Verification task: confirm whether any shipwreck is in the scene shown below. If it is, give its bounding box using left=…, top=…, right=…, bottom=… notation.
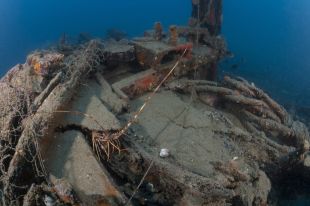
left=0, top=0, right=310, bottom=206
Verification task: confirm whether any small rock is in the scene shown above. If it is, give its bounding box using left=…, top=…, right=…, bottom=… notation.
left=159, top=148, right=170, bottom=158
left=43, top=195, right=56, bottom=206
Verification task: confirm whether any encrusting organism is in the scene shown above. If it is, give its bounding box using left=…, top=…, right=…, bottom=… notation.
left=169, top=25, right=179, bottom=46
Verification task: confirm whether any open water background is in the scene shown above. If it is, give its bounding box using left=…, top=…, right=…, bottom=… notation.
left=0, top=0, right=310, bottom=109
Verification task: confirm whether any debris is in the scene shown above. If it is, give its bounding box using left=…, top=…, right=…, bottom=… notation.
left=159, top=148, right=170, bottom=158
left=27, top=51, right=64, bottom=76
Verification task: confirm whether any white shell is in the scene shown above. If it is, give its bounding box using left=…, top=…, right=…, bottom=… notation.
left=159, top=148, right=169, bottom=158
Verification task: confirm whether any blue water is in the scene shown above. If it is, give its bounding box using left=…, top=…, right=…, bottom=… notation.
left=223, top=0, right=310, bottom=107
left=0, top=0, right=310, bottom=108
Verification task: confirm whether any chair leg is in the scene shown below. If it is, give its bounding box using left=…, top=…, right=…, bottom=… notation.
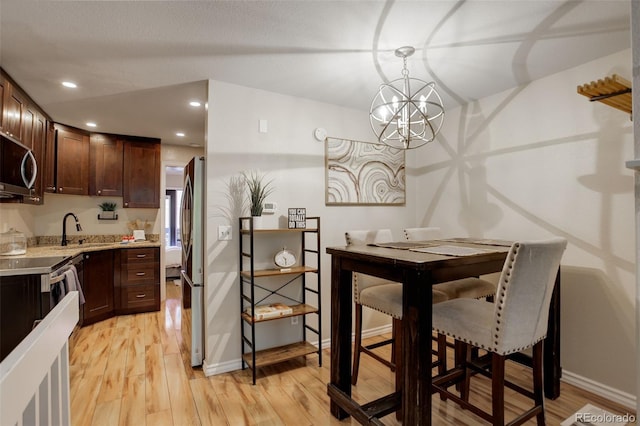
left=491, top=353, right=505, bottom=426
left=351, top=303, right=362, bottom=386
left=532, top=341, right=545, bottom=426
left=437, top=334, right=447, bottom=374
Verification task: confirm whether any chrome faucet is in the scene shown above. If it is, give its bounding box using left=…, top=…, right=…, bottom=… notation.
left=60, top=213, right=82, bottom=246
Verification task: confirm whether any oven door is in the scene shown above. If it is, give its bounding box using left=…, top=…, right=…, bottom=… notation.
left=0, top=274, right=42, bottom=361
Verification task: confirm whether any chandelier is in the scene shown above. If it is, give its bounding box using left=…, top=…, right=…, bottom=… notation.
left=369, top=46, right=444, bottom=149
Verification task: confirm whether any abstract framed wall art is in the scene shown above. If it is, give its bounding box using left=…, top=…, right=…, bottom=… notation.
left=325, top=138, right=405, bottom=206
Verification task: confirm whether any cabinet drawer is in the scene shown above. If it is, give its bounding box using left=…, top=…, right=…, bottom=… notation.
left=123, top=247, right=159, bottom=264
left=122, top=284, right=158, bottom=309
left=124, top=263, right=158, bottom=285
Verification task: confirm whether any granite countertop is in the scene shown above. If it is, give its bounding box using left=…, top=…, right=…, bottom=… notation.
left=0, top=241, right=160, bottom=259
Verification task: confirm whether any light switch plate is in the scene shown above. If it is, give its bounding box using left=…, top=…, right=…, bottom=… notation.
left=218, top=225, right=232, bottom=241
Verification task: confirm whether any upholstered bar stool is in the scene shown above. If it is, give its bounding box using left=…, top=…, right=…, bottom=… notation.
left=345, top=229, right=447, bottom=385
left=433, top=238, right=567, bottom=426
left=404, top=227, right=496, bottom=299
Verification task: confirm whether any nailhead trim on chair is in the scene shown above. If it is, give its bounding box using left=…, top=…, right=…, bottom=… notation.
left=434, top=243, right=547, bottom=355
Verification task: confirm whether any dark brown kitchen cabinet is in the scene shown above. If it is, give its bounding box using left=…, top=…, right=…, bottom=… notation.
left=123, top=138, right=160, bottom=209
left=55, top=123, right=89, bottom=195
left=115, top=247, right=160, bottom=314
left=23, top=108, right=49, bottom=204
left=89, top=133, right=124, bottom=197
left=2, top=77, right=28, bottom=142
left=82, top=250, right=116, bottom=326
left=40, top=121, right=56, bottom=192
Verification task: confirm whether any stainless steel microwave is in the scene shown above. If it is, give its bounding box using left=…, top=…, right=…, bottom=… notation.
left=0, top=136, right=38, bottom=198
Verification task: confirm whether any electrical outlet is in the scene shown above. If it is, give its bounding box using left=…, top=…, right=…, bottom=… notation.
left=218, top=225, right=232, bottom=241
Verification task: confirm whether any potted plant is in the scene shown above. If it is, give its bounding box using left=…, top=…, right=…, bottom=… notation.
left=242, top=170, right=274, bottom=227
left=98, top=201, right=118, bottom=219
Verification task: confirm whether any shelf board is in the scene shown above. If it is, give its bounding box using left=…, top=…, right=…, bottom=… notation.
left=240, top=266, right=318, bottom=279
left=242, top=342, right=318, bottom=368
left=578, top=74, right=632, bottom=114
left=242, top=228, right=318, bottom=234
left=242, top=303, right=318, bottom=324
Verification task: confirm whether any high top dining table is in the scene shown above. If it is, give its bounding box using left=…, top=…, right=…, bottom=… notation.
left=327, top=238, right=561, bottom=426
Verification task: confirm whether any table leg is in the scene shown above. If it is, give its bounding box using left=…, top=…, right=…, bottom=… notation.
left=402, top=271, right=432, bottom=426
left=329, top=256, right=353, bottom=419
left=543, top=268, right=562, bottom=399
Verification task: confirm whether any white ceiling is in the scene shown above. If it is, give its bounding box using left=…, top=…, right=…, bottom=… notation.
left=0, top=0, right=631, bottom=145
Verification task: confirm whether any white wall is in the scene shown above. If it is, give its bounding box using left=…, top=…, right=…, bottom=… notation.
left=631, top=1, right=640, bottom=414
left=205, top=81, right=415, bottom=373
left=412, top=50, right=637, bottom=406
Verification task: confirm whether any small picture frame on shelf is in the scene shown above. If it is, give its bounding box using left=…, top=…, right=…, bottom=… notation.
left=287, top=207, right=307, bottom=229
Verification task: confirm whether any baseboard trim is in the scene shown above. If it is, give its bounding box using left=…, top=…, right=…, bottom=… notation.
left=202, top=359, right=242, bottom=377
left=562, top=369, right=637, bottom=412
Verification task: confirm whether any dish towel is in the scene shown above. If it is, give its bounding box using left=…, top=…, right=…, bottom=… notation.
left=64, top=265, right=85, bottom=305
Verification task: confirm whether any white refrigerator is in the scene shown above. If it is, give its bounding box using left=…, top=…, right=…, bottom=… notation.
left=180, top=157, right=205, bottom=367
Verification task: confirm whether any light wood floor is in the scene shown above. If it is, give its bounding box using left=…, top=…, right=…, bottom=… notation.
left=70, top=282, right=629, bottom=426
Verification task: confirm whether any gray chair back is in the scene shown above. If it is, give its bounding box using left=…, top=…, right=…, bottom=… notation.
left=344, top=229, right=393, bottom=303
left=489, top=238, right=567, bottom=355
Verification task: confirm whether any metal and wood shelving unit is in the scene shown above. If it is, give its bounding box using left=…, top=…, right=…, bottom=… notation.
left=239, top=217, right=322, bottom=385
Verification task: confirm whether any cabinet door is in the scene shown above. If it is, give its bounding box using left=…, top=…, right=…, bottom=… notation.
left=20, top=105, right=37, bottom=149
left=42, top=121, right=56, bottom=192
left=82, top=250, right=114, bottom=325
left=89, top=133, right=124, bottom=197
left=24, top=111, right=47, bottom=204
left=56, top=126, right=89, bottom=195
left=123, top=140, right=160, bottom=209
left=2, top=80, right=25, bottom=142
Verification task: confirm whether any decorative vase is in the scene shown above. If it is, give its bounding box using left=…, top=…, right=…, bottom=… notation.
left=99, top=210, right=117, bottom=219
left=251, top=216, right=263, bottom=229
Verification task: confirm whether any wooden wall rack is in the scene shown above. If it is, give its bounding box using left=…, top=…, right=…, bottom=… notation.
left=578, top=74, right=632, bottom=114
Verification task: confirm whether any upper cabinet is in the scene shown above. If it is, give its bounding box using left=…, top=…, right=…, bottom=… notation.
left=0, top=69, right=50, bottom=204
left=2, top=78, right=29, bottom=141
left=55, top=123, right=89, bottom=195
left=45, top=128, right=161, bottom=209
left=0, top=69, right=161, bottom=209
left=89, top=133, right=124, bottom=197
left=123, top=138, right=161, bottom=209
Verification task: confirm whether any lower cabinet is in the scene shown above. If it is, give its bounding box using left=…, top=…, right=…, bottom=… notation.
--*--
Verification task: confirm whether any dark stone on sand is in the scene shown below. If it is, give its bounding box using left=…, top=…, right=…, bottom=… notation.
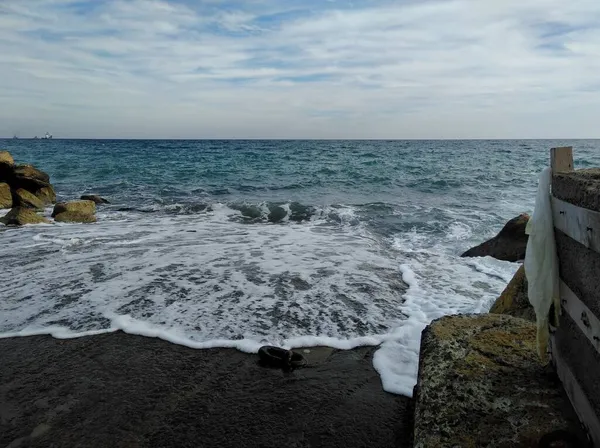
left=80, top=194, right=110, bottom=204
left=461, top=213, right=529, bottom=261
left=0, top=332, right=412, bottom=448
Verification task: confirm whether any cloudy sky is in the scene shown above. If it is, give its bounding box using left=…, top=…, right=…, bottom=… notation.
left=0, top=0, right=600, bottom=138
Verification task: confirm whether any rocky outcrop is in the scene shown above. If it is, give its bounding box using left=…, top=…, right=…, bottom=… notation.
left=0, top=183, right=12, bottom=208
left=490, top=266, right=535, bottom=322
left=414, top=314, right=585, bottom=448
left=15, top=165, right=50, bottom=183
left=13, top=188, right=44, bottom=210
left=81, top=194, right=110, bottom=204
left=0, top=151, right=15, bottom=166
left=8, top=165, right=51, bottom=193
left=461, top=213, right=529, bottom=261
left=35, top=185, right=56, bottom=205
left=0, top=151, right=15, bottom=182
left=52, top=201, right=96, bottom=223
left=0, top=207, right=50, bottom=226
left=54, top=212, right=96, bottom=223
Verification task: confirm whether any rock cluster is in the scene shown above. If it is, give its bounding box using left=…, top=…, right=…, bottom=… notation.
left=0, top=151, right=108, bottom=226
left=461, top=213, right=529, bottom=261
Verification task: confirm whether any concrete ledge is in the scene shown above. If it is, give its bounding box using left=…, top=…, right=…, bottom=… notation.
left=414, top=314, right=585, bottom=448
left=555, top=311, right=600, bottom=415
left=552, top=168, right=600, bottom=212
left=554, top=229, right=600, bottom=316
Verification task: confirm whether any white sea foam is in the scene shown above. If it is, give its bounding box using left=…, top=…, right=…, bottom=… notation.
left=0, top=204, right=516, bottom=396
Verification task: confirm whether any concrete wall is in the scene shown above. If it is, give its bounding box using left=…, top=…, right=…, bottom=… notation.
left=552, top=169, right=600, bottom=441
--*--
Exercise instructions :: Convert everything in the rows above, from the line containing "Verification task: confirm whether any shipwreck" down to the line containing "left=169, top=25, right=179, bottom=46", into a Markdown table with a Number column and a Line column, skipping blank lines. Leave the pictures out of the table.

The solution ::
| Number | Line |
|---|---|
| 1 | Verification task: confirm whether any shipwreck is in the scene shown below. If it is, give its bounding box using left=…, top=…, right=…, bottom=… notation. |
| 2 | left=0, top=0, right=310, bottom=206 |
| 3 | Verification task: confirm whether any small rock is in the scene shown above. If it is, give its bounding box using left=…, top=…, right=…, bottom=… notation. |
| 4 | left=159, top=148, right=170, bottom=158 |
| 5 | left=43, top=195, right=56, bottom=206 |
| 6 | Verification task: confirm whether any encrusting organism is in the scene shown above. If it is, give its bounding box using left=…, top=…, right=…, bottom=… notation. |
| 7 | left=169, top=25, right=179, bottom=46 |